(Excerpt from a dataset)
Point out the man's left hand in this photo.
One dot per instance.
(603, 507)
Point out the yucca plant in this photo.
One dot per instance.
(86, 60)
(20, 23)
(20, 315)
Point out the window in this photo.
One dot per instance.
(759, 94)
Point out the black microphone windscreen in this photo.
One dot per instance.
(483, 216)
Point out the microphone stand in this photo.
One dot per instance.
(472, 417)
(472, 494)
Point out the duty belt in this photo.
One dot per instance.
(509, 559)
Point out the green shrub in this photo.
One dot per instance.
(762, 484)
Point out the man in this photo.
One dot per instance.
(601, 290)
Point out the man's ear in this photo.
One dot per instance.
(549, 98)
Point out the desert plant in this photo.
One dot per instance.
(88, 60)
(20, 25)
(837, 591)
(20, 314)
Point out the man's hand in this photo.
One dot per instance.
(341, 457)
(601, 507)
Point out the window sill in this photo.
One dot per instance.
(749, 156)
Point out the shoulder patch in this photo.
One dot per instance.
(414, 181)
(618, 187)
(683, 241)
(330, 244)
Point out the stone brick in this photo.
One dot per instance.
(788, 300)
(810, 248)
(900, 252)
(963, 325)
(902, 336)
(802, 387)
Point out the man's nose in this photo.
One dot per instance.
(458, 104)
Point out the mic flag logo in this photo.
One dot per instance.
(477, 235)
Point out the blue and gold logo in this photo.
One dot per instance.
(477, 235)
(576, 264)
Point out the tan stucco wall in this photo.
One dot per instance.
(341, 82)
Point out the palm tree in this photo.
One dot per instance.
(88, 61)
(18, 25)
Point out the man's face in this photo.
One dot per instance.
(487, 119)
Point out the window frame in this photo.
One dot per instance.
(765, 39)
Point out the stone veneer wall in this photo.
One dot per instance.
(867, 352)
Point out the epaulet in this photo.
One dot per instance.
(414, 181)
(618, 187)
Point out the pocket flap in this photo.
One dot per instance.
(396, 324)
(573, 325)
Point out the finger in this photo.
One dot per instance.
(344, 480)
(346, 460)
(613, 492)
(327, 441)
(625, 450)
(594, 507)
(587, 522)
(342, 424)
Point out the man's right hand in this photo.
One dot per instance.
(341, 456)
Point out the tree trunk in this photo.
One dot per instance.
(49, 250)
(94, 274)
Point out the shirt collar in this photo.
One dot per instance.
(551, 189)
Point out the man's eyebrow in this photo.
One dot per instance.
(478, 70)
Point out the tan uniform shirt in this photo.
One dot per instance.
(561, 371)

To do:
Every record shown above should be written out again exactly.

Written answer:
Point out the man's left hand in this photo.
One dot per instance.
(603, 507)
Point out the yucca plant in this photo.
One dot per instance.
(86, 60)
(20, 23)
(20, 315)
Point out the window in this photo.
One dot per instance.
(759, 94)
Point out the black microphone windscreen in this photo.
One dot per instance.
(483, 216)
Point out the microphone stand in this photo.
One dot per instance.
(472, 417)
(472, 494)
Point out the duty belt in this photo.
One dot per instance.
(509, 559)
Point out the green shrub in this photo.
One dot per instance.
(762, 484)
Point out the man in this photo.
One dot per instance.
(601, 290)
Point out the man's ear in this photo.
One dot per instance.
(549, 98)
Point out the desert plant in this photo.
One dot per instance.
(88, 60)
(20, 25)
(837, 591)
(20, 314)
Point out the man's hand in this photo.
One dot per instance.
(341, 457)
(601, 507)
Point out the window sill in this photo.
One dot per instance.
(749, 156)
Point out the shoulder patch in this photo.
One dot per instance.
(414, 181)
(618, 187)
(683, 241)
(330, 244)
Point out the stone brick in this photo.
One dot per instance.
(788, 300)
(810, 248)
(900, 252)
(963, 325)
(902, 336)
(802, 387)
Point out the man's nose in this photo.
One dot per instance.
(458, 104)
Point out the mic flag logo in this photo.
One dot per instance.
(477, 235)
Point out the blue and gold logo in this photo.
One dot per instance.
(477, 235)
(576, 264)
Point out the tan stucco wall in this photo.
One dot per instance.
(341, 82)
Point out the palm tree in this photo.
One dot per instance.
(88, 61)
(18, 25)
Point out the man's face in this photo.
One dot per instance.
(487, 119)
Point out the window frame in this photo.
One dot per instance.
(765, 39)
Point out the stone veneer wall in this photo.
One dot per instance.
(867, 352)
Point out the epaulet in this photo.
One dot per instance.
(414, 181)
(618, 187)
Point out the pocket flap in this photo.
One dot per instance.
(396, 324)
(573, 325)
Point out the finger in this photo.
One dot per instance.
(344, 480)
(346, 460)
(613, 492)
(327, 441)
(625, 450)
(594, 507)
(587, 522)
(342, 424)
Point out the man's right hand in this photo.
One dot per instance.
(341, 456)
Point out the tree trunk in this photo.
One dot per instance.
(49, 250)
(94, 274)
Point out the shirt collar in this photo.
One dot per instance.
(551, 189)
Point out the man's eyebrow in this photo.
One dot per instance.
(478, 70)
Point out the tan uniform shirt in this photo.
One dot per instance.
(561, 371)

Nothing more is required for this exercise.